▸ **Actions to take**:
• a. Please pull out the passage of the American Fork history starting at "The area around" and ending at "and their families.", word for word.
• b. Answer these from the American Fork history:
(i) In what year was American Fork incorporated as Lake City?
(ii) Who instructed the settlers in 1853 to move into specific forts?
(iii) Which town did the Utah Sugar Company pick as its factory site in 1890?

The area around Utah Lake was used as a seasonal hunting and fishing ground by the Ute Indians. American Fork was settled in 1850 by Mormon pioneers and incorporated as Lake City in 1852. The first settlers were Arza Adams, followed by Stephen Chipman (grandfather of Stephen L. Chipman, a prominent citizen around the start of the 20th Century), Ira Eldredge, John Eldredge and their families.

The first settlers of American Fork lived in scattered conditions along the American Fork River. By the 1850s, the tension between the settlers and Native Americans was increasing. In 1853, Daniel H. Wells, the head of the Nauvoo Legion (the Utah Territorial Militia at the time), instructed settlers to move into specific forts. At a meeting on July 23, 1853, at the schoolhouse in American Fork, Lorenzo Snow and Parley P. Pratt convinced the settlers to follow Wells' directions and all move together into a central fort. A fort was built of 37 acre to which the settlers located. Only parts of the wall were built to eight feet high, and none were built to the original plan of twelve feet high.

Settlers changed the name from Lake City to American Fork in 1860. It was renamed after the American Fork river, which runs through the city, to avoid confusion with Salt Lake City, about 30 miles to the north. Most residents were farmers and merchants during American Fork's early history. By the 1860s, American Fork had established a public school, making it the first community in the territory of Utah to offer public education to its citizens. In the 1870s, American Fork served as a rail access point for mining activities in American Fork Canyon. American Fork had "a literal social feud" with the town of Lehi due to the Utah Sugar Company choosing Lehi as the factory building site in 1890 instead of American Fork. There were several mercantile businesses in American Fork, such as the American Fork Co-operative Association and Chipman Mercantile. For several decades in the 1900s, raising chickens (and eggs) was an important industry in the city. In 1892, Joseph Forbes organized the schools in American Fork, and the Forbes school is named after him.

▸ **Data below**:

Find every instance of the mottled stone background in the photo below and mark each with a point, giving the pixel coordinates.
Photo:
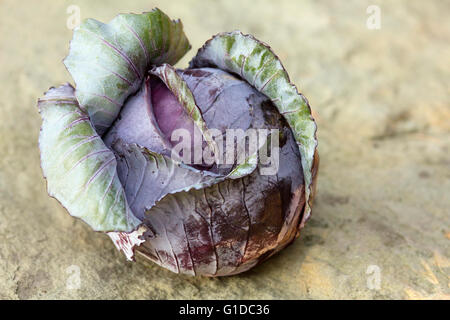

▸ **Written responses**:
• a.
The area around Utah Lake was used as a seasonal hunting and fishing ground by the Ute Indians. American Fork was settled in 1850 by Mormon pioneers and incorporated as Lake City in 1852. The first settlers were Arza Adams, followed by Stephen Chipman (grandfather of Stephen L. Chipman, a prominent citizen around the start of the 20th Century), Ira Eldredge, John Eldredge and their families.

• b.
(i) 1852
(ii) Daniel H. Wells
(iii) Lehi